Task to carry out: Quote each record exactly, please, leaving none out.

## START Supplied material

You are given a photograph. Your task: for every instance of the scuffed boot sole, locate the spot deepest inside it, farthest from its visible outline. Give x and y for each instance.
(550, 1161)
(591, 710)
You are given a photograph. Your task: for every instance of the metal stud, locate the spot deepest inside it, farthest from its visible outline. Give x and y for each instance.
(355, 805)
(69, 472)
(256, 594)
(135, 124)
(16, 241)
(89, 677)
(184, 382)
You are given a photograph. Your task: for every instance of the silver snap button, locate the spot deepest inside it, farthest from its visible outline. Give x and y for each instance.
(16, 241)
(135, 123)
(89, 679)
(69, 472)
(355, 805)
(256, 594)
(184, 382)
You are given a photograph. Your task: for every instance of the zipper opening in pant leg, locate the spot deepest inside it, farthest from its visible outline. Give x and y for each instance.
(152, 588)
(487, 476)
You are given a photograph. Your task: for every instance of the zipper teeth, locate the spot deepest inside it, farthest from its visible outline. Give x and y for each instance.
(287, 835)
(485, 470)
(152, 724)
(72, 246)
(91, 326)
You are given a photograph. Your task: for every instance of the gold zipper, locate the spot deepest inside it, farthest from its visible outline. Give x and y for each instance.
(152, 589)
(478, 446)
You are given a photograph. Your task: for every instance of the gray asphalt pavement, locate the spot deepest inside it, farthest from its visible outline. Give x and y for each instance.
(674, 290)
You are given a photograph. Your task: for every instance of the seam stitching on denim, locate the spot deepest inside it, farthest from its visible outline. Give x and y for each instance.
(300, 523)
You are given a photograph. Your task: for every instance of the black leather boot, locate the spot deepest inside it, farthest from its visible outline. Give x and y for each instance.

## END Supplied material

Final result:
You are given a photograph. Your task: for every instance of the scuffed boot sole, locate the spot deepest inside it, farthest from its visible outline. Give x and y for each instance.
(550, 1161)
(591, 710)
You are given a photograph. Your task: for every instance of the metal stud, locate the spot deepest inside it, farthest from its visible outline. Give x and y for each instance.
(355, 805)
(69, 472)
(256, 594)
(135, 124)
(16, 241)
(89, 677)
(184, 382)
You are given a photograph. Your task: for every instance of the silver snap button, locate the spot deepest inside it, farthest from its visible outline. Give x and y for each instance.
(16, 241)
(135, 123)
(89, 679)
(69, 472)
(355, 805)
(256, 594)
(184, 382)
You are given a photograph. Your task: for every instance of the zipper opening in pant leg, locate the spot deepest inside it, farthest from its visible outline. Give x and y for each instance.
(152, 588)
(487, 476)
You are given a photograph. Your task: for every instance of the zipper teeth, locate the spot deepest inside it, farthest from its visible outline. Give x and y for each instance.
(287, 835)
(485, 470)
(152, 724)
(72, 246)
(91, 326)
You are given a photograph. Your task: for every instance of the gold zipper, locate the spot deepest inside it, farthest from its visible outline. Give x and y for each instance.
(152, 589)
(478, 446)
You are given a photograph. Your task: for every instance of the gray asphalt pavement, locate the spot deepest inside it, farthest from its visible outline. Give x and y for each instance.
(674, 290)
You are given a photograph. Your task: for every instance of the seam stitching on denim, locate the spot deepest inside it, farthest from its visible outline. Give x and y for each instance.
(300, 523)
You are given a photograph. Your task: for every instance of the black leather boot, locate the spot deepest inside it, farthest from its visible outline. Give x and y for each instance.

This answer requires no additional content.